* ACTIVITY *
Would you please repeat the data that follows, exactly as it reads?

* LISTED RECORDS *
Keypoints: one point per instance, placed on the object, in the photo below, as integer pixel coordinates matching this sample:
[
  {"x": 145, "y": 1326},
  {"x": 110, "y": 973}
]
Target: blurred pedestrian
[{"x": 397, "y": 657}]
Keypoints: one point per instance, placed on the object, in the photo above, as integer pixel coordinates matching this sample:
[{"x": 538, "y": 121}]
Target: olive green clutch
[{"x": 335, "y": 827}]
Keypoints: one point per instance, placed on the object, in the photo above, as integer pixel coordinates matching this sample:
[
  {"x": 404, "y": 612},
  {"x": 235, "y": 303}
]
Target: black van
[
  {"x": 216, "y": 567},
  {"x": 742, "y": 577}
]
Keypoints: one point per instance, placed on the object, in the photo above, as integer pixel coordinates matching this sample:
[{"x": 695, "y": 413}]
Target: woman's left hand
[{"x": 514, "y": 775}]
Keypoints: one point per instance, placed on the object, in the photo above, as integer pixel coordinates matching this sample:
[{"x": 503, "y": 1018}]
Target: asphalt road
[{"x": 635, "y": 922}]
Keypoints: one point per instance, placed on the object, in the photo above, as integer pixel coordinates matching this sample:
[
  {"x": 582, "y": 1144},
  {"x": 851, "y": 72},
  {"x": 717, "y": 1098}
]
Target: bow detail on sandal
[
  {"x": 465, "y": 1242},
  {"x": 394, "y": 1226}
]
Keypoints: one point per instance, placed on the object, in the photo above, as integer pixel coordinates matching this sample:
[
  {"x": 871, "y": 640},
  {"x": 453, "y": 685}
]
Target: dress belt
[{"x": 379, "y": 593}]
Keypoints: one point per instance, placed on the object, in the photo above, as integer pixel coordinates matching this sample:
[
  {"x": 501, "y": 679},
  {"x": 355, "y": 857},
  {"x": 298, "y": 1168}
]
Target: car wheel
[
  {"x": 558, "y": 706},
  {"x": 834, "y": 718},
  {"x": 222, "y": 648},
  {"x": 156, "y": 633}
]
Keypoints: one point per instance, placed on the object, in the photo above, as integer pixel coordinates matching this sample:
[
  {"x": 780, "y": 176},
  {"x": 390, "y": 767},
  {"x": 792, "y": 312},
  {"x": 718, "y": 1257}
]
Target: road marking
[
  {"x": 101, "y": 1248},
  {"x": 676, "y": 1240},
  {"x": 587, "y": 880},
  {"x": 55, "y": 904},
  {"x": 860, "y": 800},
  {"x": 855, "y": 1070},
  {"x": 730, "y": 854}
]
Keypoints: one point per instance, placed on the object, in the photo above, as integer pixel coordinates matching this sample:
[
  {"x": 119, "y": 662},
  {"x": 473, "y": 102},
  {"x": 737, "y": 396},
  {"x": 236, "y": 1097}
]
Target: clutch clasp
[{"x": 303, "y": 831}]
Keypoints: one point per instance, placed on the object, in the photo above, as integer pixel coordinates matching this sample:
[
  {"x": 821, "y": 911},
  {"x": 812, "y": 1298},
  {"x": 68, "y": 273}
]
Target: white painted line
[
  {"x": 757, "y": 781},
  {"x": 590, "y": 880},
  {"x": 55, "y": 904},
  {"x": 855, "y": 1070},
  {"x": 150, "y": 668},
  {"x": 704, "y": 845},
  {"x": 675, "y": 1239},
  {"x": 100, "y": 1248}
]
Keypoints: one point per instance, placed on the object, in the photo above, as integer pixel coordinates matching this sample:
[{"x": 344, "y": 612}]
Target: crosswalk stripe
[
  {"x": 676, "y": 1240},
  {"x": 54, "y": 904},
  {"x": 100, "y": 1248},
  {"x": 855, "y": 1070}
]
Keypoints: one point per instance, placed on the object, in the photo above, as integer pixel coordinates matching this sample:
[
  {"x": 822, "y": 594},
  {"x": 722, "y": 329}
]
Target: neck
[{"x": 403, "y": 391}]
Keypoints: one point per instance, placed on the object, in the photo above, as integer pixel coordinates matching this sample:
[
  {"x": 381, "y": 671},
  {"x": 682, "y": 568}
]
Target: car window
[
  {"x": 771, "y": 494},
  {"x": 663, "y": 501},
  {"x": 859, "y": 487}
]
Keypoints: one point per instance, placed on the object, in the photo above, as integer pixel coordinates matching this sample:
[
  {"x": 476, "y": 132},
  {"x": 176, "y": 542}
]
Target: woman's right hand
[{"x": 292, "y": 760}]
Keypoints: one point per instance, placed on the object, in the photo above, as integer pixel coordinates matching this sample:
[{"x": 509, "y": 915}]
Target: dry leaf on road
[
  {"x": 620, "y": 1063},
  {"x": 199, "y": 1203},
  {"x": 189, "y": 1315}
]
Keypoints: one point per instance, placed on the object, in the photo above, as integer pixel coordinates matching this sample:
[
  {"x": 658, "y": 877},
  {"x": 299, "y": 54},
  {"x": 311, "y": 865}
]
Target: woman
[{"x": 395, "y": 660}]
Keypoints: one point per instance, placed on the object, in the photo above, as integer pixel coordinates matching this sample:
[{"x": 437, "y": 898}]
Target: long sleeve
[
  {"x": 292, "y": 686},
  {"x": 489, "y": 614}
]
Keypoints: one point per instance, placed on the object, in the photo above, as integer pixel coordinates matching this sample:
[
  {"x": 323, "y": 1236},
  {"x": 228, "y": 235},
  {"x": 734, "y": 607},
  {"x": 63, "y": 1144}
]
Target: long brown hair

* ANSWER TO THE EXERCISE *
Keypoints: one point per instance, placed on the object, in the photo below, as integer pixel coordinates matching this sample:
[
  {"x": 145, "y": 1326},
  {"x": 110, "y": 973}
]
Target: blurred pedestrian
[{"x": 397, "y": 657}]
Keypoints: one point per instance, placed on the object, in the photo above, as integer pixel coordinates matching this sample:
[{"x": 538, "y": 121}]
Target: olive green clutch
[{"x": 335, "y": 827}]
Keypoints: one point per instance, placed on the object, in the photo above, as integer pixel coordinates matching this sample:
[
  {"x": 404, "y": 612},
  {"x": 235, "y": 303}
]
Target: black van
[
  {"x": 216, "y": 567},
  {"x": 742, "y": 577}
]
Keypoints: one point per instance, placed on the object, in the photo above, as integer pixel coordinates matching this sample:
[{"x": 695, "y": 413}]
Target: woman's left hand
[{"x": 514, "y": 775}]
Keypoints: one point per instance, placed on the object, in the photo above, as integer pixel coordinates matching this sample:
[{"x": 503, "y": 1018}]
Target: asphalt road
[{"x": 635, "y": 922}]
Keypoints: one point per instance, placed on the object, in the photo above, as integer pixel coordinates matching this sample:
[
  {"x": 582, "y": 1144},
  {"x": 851, "y": 72},
  {"x": 717, "y": 1098}
]
Target: bow detail on sandal
[
  {"x": 465, "y": 1242},
  {"x": 394, "y": 1226}
]
Keypoints: one point per instance, placed on the object, in the photo above, as integer pixel coordinates matching this sample:
[
  {"x": 871, "y": 640},
  {"x": 453, "y": 685}
]
Target: dress belt
[{"x": 379, "y": 593}]
Keypoints: one point per instance, placed on the object, in the photo above, as integer pixel coordinates matching this sample:
[
  {"x": 501, "y": 679},
  {"x": 355, "y": 857},
  {"x": 298, "y": 1168}
]
Target: car wheel
[
  {"x": 558, "y": 706},
  {"x": 834, "y": 718},
  {"x": 222, "y": 648},
  {"x": 156, "y": 633}
]
Keypoints: one point per instance, placed on the object, in the photo above, as integer pixel coordinates matching this sample:
[
  {"x": 780, "y": 176},
  {"x": 390, "y": 767},
  {"x": 792, "y": 312},
  {"x": 718, "y": 1257}
]
Target: road marking
[
  {"x": 101, "y": 1248},
  {"x": 676, "y": 1240},
  {"x": 587, "y": 880},
  {"x": 55, "y": 904},
  {"x": 860, "y": 800},
  {"x": 855, "y": 1070},
  {"x": 730, "y": 854}
]
Keypoints: one point per instance, placed on the object, in the photo above, as integer pixel coordinates matching this sample:
[
  {"x": 119, "y": 662},
  {"x": 473, "y": 102},
  {"x": 737, "y": 396},
  {"x": 236, "y": 1097}
]
Target: clutch clasp
[{"x": 303, "y": 831}]
Keypoints: one point per instance, placed on the object, in the photo above, as integer pixel coordinates matching this sample:
[
  {"x": 821, "y": 911},
  {"x": 812, "y": 1298},
  {"x": 68, "y": 273}
]
Target: white painted line
[
  {"x": 757, "y": 781},
  {"x": 590, "y": 880},
  {"x": 55, "y": 904},
  {"x": 855, "y": 1070},
  {"x": 150, "y": 668},
  {"x": 704, "y": 845},
  {"x": 675, "y": 1239},
  {"x": 100, "y": 1248}
]
Keypoints: one point per instance, placed on the object, in the photo above, as integer pixel coordinates matching this sample:
[{"x": 344, "y": 612}]
Target: crosswalk stripe
[
  {"x": 676, "y": 1240},
  {"x": 54, "y": 904},
  {"x": 100, "y": 1248},
  {"x": 855, "y": 1070}
]
Keypoints: one point per instance, placed on the object, in the photo above, as integer pixel coordinates matching this sample:
[
  {"x": 822, "y": 594},
  {"x": 722, "y": 329}
]
Target: neck
[{"x": 403, "y": 391}]
Keypoints: one point per instance, placed on the object, in the photo above, as integer pixel coordinates matching this sample:
[
  {"x": 381, "y": 671},
  {"x": 682, "y": 568}
]
Target: car window
[
  {"x": 771, "y": 494},
  {"x": 663, "y": 501},
  {"x": 859, "y": 487}
]
Keypoints: one point per instance, placed on the object, in the photo above, as integer pixel coordinates matching this sample:
[
  {"x": 476, "y": 132},
  {"x": 176, "y": 542}
]
Target: woman's right hand
[{"x": 292, "y": 760}]
Keypoints: one point per instance, placed on the object, in the photo above, as integer pixel coordinates matching this sample:
[{"x": 509, "y": 915}]
Target: dry leaf on road
[
  {"x": 620, "y": 1063},
  {"x": 199, "y": 1203},
  {"x": 189, "y": 1315}
]
Keypoints: one point per instance, placed on the object, in the photo above, as integer pixel coordinates matching this sample:
[
  {"x": 658, "y": 877},
  {"x": 299, "y": 54},
  {"x": 311, "y": 865}
]
Target: woman
[{"x": 395, "y": 660}]
Keypoints: one point per instance, placed on the object, in the photo above, as integer pixel coordinates matching this sample:
[{"x": 437, "y": 898}]
Target: long sleeve
[
  {"x": 292, "y": 686},
  {"x": 489, "y": 614}
]
Keypoints: one point per instance, placed on the object, in the photo above, as integer pixel coordinates matching this sample:
[
  {"x": 323, "y": 1236},
  {"x": 228, "y": 235},
  {"x": 734, "y": 607},
  {"x": 63, "y": 1144}
]
Target: long brown hair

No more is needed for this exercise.